*Given problem*: Pick out each line in the material below that contains the word "chili", and copy those lines.

Dataset records:
┌──

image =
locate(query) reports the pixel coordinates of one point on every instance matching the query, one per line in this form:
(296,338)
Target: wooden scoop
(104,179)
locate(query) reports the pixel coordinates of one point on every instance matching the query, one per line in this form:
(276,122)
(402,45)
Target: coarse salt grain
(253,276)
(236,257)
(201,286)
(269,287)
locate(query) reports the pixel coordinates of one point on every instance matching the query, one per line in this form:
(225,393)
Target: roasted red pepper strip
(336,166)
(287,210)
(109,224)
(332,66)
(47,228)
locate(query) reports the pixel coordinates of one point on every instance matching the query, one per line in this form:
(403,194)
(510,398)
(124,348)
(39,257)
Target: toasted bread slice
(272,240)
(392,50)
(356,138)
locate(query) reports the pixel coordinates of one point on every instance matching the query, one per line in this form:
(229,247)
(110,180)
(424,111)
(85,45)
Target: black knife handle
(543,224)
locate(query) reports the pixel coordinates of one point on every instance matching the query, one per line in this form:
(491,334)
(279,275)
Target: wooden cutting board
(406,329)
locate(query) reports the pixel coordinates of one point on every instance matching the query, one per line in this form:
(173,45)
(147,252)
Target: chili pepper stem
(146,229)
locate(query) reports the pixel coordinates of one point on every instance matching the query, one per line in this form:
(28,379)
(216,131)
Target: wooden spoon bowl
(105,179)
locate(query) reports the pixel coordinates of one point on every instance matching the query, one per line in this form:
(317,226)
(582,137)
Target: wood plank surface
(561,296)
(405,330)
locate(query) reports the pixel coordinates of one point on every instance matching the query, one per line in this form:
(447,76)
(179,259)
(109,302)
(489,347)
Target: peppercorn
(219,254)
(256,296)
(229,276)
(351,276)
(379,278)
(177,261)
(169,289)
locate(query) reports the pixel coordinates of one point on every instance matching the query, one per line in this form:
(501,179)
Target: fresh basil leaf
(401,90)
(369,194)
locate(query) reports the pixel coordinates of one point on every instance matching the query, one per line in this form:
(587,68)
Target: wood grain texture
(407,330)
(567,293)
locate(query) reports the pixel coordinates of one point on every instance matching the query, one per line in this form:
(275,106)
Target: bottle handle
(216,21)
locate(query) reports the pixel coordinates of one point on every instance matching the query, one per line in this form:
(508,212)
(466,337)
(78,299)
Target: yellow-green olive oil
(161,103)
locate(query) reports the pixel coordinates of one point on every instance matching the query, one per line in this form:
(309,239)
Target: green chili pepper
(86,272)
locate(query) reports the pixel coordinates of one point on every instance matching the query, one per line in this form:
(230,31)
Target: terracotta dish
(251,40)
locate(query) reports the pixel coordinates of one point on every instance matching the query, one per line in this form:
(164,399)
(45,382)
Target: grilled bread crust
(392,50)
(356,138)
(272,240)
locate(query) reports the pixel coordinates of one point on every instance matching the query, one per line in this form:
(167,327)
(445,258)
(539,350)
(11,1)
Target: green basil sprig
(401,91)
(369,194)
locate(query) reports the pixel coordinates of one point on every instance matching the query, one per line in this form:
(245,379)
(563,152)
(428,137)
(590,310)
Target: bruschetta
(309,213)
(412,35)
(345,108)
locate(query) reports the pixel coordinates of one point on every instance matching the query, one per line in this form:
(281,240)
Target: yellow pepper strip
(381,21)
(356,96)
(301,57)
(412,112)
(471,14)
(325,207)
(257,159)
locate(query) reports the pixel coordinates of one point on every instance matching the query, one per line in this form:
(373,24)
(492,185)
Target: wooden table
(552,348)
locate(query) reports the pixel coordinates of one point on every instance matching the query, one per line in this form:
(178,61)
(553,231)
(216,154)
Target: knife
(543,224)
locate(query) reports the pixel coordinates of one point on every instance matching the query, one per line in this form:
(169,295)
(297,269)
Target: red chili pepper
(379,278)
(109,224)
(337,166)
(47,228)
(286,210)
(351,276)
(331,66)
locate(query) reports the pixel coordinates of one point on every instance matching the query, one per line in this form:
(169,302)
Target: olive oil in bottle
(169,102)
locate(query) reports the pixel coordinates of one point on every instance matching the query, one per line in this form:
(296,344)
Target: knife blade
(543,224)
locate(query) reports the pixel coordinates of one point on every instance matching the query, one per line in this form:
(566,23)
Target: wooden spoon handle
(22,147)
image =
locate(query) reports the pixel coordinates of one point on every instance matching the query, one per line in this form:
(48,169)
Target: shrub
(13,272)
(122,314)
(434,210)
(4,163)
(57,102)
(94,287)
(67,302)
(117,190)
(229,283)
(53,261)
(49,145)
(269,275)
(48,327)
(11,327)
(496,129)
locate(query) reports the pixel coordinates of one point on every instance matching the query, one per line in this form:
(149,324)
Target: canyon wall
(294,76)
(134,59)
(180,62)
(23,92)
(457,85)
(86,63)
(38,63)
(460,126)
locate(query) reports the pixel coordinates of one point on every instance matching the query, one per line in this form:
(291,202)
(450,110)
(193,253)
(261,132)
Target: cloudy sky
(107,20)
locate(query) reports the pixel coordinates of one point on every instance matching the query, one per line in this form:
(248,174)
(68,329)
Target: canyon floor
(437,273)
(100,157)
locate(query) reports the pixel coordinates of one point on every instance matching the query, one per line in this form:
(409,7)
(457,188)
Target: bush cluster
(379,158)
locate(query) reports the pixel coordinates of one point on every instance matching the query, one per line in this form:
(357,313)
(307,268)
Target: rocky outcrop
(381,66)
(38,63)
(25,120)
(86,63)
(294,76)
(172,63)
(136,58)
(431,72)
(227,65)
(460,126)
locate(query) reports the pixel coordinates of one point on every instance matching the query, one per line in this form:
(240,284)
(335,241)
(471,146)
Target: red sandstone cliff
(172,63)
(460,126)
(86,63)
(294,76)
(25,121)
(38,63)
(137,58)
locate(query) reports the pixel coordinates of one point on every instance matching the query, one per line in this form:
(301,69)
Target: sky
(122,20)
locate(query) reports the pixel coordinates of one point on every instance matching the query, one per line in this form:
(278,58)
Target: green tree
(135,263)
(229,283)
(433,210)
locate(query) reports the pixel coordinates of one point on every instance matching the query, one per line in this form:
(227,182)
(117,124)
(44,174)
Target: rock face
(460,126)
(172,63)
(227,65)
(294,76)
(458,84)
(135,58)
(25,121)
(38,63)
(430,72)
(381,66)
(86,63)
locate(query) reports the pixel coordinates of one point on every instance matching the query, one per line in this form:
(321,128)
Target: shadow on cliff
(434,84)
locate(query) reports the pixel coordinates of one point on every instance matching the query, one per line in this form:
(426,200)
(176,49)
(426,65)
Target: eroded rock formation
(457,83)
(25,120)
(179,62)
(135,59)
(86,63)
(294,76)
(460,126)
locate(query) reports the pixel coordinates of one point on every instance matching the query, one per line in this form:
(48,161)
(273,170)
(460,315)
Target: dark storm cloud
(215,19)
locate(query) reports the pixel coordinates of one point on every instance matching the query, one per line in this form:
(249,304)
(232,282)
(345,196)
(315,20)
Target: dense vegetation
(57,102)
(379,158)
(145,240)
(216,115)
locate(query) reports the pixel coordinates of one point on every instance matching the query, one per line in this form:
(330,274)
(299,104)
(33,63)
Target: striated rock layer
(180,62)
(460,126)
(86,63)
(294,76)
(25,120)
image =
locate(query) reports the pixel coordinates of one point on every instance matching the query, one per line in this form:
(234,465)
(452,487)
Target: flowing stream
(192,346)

└──

*Answer to this exercise*:
Target: chili pepper stem
Target: green chili pepper
Target: red chili pepper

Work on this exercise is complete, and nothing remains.